Publié le 24 Septembre 2014

Spyros Polychronopoulos - Piano Acts

   Quel plaisir de retrouver Spyros Polychronopoulos, alias Spyweirdos, alchimiste des musiques électroniques, ici en compagnie, sur deux titres, du pianiste et compositeur Antonis Anissegos !

   Quatre actes pour près de cinquante minutes d'étrange beauté. Dans l'acte I, le piano est méditatif, confronté à un jeu d'ombre et de lumière, comme s'il rencontrait un double plus dans les aigus, avec des sons de clavecin, des sons préparés, à l'intérieur de l'instrument aussi. Beaucoup de notes résonnent longuement, dérapent sur le silence. À quelle cérémonie secrète sommes-nous conviés ? Nous tendons l'oreille, émerveillés par la délicatesse de la procession des notes, le lent déploiement des strates harmoniques qui ondulent.

Objectif: Poursuivez la critique de l'album Piano Acts en reprenant juste après sa dernière phrase.

Contenu des données:

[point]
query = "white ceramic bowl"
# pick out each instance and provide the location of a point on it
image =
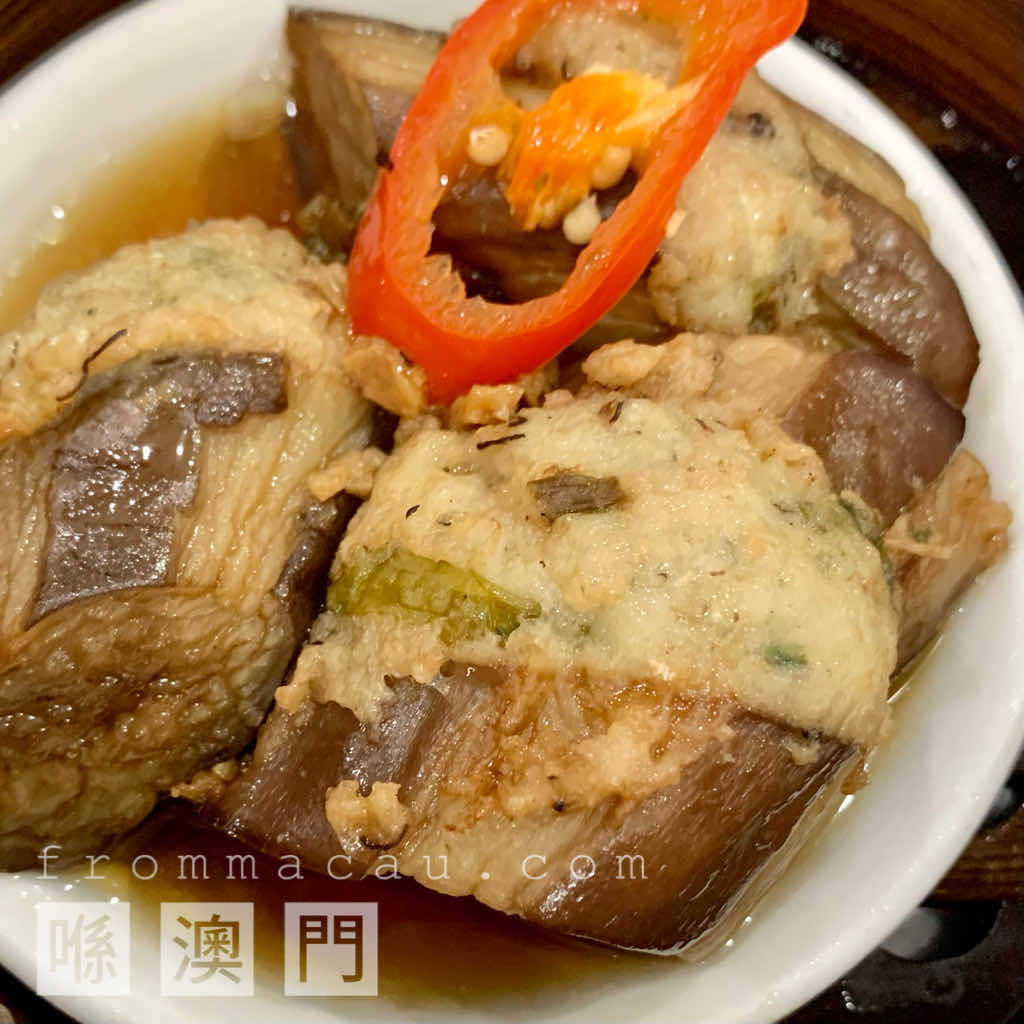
(958, 727)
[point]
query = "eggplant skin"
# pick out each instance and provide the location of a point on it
(897, 292)
(161, 554)
(949, 534)
(880, 428)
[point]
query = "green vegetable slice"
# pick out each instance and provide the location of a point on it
(785, 655)
(398, 580)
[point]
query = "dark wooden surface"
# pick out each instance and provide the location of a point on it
(952, 70)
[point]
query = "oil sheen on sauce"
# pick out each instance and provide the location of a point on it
(434, 951)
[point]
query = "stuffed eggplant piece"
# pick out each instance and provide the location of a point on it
(602, 668)
(784, 224)
(160, 552)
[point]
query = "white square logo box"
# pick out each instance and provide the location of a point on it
(83, 948)
(330, 949)
(206, 949)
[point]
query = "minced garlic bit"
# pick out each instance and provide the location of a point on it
(485, 404)
(353, 472)
(675, 222)
(558, 398)
(622, 364)
(377, 820)
(611, 168)
(488, 144)
(582, 221)
(382, 374)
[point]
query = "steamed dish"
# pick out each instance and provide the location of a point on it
(612, 631)
(160, 550)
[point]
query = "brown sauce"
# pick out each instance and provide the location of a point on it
(434, 950)
(190, 172)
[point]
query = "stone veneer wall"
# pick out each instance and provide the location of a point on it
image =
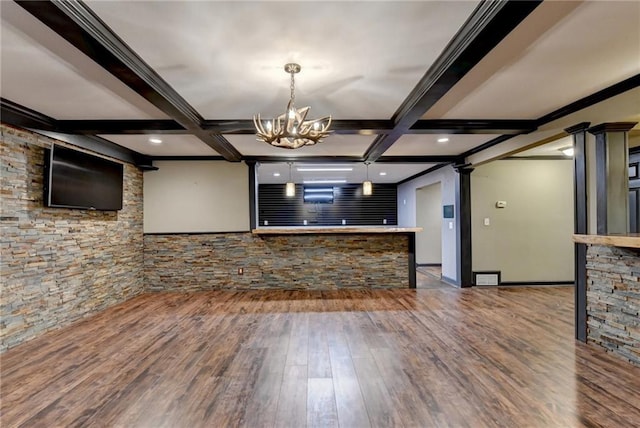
(190, 262)
(59, 265)
(613, 300)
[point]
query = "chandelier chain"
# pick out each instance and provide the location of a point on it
(292, 129)
(292, 87)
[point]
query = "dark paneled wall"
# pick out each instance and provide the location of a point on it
(348, 204)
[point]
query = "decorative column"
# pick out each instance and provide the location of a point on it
(579, 133)
(253, 195)
(612, 177)
(463, 223)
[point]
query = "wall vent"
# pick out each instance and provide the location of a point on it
(486, 278)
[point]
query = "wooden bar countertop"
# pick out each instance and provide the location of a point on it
(628, 240)
(300, 230)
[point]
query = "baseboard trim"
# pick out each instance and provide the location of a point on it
(450, 281)
(534, 283)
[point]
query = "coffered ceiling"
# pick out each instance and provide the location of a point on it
(397, 77)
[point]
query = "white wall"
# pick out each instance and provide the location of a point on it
(407, 213)
(196, 196)
(429, 218)
(530, 239)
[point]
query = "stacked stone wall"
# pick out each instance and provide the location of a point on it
(613, 300)
(184, 262)
(58, 265)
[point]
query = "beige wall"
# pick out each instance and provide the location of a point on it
(196, 196)
(429, 218)
(530, 239)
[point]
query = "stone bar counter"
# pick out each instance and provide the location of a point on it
(613, 293)
(342, 257)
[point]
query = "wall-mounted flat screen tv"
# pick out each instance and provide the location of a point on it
(75, 179)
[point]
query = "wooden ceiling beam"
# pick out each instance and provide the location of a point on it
(78, 25)
(489, 24)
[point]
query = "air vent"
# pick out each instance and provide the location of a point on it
(486, 278)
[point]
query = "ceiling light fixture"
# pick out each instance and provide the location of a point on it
(290, 188)
(567, 151)
(333, 169)
(367, 186)
(290, 130)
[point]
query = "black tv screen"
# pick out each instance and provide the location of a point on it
(75, 179)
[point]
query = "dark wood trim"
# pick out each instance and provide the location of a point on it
(483, 31)
(417, 159)
(78, 25)
(535, 283)
(17, 115)
(253, 196)
(581, 210)
(558, 157)
(349, 159)
(609, 92)
(98, 145)
(601, 183)
(338, 126)
(612, 127)
(196, 233)
(488, 144)
(187, 158)
(425, 172)
(411, 238)
(463, 226)
(472, 126)
(588, 101)
(305, 159)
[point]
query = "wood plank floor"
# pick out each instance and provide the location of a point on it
(484, 357)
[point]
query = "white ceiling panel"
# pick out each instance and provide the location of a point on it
(172, 145)
(561, 53)
(378, 172)
(427, 144)
(550, 149)
(359, 59)
(333, 145)
(41, 70)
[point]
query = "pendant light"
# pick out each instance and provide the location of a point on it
(367, 186)
(290, 189)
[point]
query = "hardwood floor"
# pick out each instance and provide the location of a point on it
(490, 357)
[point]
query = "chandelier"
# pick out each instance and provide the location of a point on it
(291, 130)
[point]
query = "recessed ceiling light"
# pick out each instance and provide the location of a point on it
(324, 169)
(567, 151)
(323, 181)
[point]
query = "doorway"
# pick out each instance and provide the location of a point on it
(429, 241)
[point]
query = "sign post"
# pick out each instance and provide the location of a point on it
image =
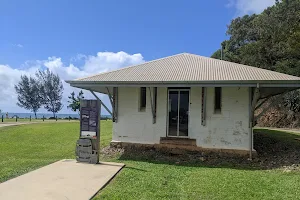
(87, 148)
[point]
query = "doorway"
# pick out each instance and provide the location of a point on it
(178, 112)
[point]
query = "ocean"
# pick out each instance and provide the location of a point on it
(46, 115)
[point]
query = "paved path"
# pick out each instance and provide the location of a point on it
(65, 179)
(282, 129)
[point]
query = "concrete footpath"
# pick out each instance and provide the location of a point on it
(281, 129)
(65, 179)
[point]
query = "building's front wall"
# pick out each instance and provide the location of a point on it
(227, 130)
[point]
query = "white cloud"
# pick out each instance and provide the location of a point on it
(101, 62)
(250, 6)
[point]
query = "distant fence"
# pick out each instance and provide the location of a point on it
(15, 118)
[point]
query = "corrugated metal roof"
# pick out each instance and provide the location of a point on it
(188, 67)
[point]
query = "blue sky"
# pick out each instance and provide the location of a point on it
(75, 38)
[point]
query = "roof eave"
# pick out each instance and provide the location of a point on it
(248, 83)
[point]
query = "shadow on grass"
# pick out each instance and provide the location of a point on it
(275, 149)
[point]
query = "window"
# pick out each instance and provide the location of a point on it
(218, 97)
(142, 99)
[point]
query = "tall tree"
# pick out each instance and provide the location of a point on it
(74, 102)
(52, 90)
(29, 94)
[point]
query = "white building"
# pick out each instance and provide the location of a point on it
(187, 101)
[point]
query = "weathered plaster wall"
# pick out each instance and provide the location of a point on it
(135, 126)
(227, 130)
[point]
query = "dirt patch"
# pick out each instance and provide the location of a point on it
(271, 154)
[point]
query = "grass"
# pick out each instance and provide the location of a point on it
(10, 120)
(27, 147)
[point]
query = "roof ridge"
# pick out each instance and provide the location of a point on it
(131, 66)
(241, 65)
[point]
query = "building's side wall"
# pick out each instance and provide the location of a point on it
(136, 126)
(228, 130)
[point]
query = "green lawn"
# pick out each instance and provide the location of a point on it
(25, 148)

Résultat attendu:
     L'acte II se présente comme une reprise ad libitum de boucles lancinantes, dans lesquelles le piano est comme enserré dans un filet chatoyant de sons électroniques. Pièce très minimaliste, savamment émaillée de variations qui brouillent la donne jusqu'au vertige, elle multiplie décalages, changements rythmiques, glissandos, perturbations bruitistes, surgissement de sons parasites, sans que la phrase initiale disparaisse totalement si ce n'est dans les deux dernières minutes où elle subit une anamorphose monstrueuse avec disparition du piano et un long drone noir.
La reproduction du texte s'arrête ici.